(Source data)
>> start

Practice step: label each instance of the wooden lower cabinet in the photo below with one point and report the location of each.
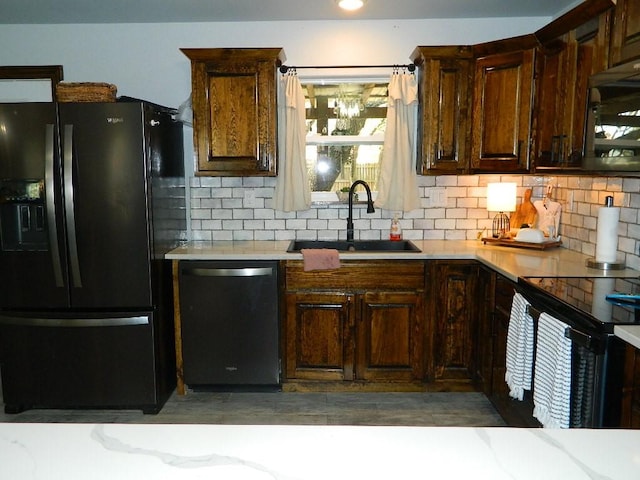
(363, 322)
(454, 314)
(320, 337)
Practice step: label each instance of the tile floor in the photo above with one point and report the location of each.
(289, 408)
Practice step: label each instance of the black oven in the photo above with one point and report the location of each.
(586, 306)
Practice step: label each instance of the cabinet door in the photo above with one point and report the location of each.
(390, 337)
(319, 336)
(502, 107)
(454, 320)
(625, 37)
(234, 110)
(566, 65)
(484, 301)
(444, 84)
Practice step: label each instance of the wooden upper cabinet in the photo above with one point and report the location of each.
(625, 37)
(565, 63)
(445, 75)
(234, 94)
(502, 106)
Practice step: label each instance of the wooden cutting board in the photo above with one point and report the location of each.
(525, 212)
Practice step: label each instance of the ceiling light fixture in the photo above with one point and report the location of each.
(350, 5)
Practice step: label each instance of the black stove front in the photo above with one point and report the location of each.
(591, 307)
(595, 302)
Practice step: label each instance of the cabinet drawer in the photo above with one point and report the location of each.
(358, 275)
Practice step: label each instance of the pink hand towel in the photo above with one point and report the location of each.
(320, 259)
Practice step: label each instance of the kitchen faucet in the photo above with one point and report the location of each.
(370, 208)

>> end
>> start

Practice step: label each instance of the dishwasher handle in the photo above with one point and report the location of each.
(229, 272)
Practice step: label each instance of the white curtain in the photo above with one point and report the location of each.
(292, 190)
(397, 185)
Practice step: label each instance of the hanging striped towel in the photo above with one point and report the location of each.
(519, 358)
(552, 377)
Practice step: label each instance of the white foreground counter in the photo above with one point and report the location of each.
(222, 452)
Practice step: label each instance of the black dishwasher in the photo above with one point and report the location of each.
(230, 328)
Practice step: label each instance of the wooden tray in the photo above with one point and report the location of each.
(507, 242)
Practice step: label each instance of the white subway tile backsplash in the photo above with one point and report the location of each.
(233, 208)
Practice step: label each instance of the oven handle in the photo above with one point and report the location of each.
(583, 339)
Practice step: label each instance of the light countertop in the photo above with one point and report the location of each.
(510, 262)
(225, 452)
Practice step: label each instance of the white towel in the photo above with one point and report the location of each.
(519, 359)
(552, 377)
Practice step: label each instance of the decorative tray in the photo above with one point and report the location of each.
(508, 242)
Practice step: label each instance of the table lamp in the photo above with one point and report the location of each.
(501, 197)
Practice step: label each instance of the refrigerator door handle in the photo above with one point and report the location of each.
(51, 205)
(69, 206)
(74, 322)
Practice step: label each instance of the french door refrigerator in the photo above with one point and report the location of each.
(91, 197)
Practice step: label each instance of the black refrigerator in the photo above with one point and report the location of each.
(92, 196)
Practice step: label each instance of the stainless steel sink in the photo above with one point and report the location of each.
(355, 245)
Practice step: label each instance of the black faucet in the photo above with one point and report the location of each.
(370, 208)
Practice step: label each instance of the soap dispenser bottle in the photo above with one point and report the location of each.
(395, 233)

>> end

*Exercise description*:
Identify every line in the records above that contains the string "white", and copy each of those lines.

*Correct result*:
Practice step: label each instance of the white curtain in the photo above with one point and report the location of each.
Practice step: label each instance of the white foreground counter in the photo above with one point and report the location of each.
Practice step: label each instance of the white subway tile backsplash in the photo above with one point and report the location of each.
Practice step: label each instance of the white towel in the photo above with one point and report the location of each.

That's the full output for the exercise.